Instruction
Please locate each line in the material below that contains the string "what" and copy those lines out, treating uppercase and lowercase as different.

Records for the exercise
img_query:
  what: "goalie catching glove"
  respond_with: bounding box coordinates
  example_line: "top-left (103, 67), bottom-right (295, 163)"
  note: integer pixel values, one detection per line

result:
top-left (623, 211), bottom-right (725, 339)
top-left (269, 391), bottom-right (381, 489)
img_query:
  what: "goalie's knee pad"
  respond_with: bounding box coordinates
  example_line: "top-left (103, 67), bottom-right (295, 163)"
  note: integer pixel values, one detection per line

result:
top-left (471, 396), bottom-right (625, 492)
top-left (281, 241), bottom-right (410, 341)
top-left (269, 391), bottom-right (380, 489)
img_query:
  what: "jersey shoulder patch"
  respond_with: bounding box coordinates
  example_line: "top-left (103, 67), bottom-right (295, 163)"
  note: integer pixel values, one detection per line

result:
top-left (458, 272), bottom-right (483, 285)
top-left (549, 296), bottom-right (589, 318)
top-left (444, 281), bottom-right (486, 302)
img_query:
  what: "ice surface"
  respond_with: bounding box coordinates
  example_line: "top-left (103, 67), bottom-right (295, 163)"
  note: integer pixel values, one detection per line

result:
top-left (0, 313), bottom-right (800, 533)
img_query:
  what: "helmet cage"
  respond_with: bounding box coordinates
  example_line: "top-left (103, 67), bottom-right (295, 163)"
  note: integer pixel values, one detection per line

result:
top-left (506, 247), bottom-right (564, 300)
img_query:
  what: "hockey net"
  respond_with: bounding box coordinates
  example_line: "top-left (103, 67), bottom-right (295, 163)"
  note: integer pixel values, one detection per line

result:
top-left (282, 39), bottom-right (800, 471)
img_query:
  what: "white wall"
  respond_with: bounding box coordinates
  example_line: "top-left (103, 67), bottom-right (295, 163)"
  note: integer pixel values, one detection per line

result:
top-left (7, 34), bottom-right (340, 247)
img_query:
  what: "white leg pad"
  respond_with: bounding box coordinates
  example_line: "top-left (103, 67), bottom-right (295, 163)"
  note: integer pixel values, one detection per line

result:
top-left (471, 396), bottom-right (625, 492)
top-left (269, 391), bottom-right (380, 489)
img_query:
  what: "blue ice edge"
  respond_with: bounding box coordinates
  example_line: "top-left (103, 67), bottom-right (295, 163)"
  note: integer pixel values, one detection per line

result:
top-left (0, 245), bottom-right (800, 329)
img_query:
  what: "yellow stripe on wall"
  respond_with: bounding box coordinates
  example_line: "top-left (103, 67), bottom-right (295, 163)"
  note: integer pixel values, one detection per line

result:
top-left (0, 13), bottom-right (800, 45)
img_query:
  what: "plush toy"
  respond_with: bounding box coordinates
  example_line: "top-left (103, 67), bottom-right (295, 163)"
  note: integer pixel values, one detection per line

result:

Solution to this problem
  what: "goalie catching glove"
  what: "goalie's knee pad"
  what: "jersey shoulder patch"
  what: "ice surface"
  what: "helmet cage"
  what: "hockey net"
  what: "white wall"
  what: "white leg pad"
  what: "blue ice edge"
  what: "yellow stripe on wall"
  what: "plush toy"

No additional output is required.